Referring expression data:

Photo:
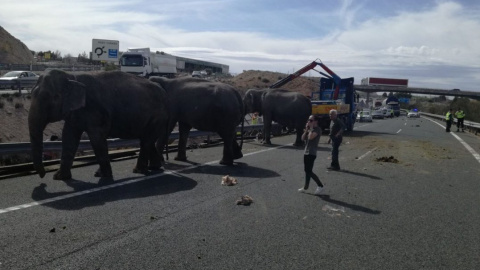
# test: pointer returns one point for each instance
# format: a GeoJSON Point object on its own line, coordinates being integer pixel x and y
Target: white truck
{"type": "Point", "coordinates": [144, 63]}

--

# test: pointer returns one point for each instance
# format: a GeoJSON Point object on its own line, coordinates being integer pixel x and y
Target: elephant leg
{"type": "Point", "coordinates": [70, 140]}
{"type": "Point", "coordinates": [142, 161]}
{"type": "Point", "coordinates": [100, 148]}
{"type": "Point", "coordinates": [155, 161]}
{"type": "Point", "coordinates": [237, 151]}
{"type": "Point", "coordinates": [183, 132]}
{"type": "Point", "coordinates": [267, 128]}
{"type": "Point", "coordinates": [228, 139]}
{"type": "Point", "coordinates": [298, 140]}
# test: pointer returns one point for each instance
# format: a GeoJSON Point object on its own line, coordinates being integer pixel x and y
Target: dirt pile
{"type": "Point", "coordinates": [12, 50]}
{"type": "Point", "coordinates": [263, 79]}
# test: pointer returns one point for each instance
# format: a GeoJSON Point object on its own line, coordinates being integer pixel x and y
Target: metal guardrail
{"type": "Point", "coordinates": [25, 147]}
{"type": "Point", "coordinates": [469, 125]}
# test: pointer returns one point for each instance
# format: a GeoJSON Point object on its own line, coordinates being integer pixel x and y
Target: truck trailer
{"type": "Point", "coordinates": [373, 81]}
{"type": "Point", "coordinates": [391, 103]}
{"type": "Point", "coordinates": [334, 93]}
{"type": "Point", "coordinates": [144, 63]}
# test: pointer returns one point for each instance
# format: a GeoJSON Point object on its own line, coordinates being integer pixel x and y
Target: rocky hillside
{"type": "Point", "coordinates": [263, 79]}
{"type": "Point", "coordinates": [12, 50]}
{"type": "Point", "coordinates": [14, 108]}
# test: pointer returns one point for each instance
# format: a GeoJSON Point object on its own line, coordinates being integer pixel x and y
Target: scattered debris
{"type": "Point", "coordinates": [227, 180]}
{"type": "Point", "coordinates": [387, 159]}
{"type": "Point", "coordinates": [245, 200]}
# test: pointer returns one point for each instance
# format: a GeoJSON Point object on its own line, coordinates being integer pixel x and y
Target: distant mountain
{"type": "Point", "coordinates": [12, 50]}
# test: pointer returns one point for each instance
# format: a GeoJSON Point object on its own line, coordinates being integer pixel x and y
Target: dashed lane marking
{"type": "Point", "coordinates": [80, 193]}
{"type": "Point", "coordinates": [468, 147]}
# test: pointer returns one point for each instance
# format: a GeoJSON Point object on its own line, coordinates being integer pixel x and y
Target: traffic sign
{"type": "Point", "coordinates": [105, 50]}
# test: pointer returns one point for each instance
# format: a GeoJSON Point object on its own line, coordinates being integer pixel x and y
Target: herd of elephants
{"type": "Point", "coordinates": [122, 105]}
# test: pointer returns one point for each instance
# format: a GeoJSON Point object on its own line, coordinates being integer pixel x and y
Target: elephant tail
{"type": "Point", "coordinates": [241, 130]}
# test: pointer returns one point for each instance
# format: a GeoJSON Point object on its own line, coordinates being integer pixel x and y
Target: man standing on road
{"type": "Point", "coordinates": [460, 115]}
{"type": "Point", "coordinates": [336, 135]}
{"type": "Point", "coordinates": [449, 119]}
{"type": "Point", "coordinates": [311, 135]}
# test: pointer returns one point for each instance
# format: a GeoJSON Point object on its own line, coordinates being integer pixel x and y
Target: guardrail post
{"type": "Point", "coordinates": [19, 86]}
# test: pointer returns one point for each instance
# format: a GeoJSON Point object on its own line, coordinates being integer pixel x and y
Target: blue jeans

== EXERCISE GOAL ==
With the line that has "Target: traffic sign" as the first and the line that has "Target: blue jeans" as the last, repeat exactly that run of lines above and no more.

== EXERCISE RESULT ==
Target: traffic sign
{"type": "Point", "coordinates": [105, 50]}
# test: pointer returns one point for each instance
# format: a GeoJSON Point object on its own line, coordinates being integer pixel x and y
Target: herd of elephants
{"type": "Point", "coordinates": [122, 105]}
# test: pointer returns one point for each instance
# format: a GeoJSON Point object on its own line, coordinates being integer pixel x and y
Target: elephant tail
{"type": "Point", "coordinates": [241, 130]}
# test: pointer returns one point for each instance
# format: a GeoJSON Point object on its own line, coordinates being integer pixel x and y
Target: man standing on road
{"type": "Point", "coordinates": [460, 115]}
{"type": "Point", "coordinates": [336, 135]}
{"type": "Point", "coordinates": [449, 119]}
{"type": "Point", "coordinates": [311, 135]}
# test: pointer returns one point for each instance
# format: a GeoJSON Point object on its own line, coordinates being integer pixel x and y
Target: guardrail post
{"type": "Point", "coordinates": [19, 86]}
# test: pointer returns one point for each instance
# format: a GeoJSON Point object on its own line, coordinates being integer pixel x and y
Target: blue jeans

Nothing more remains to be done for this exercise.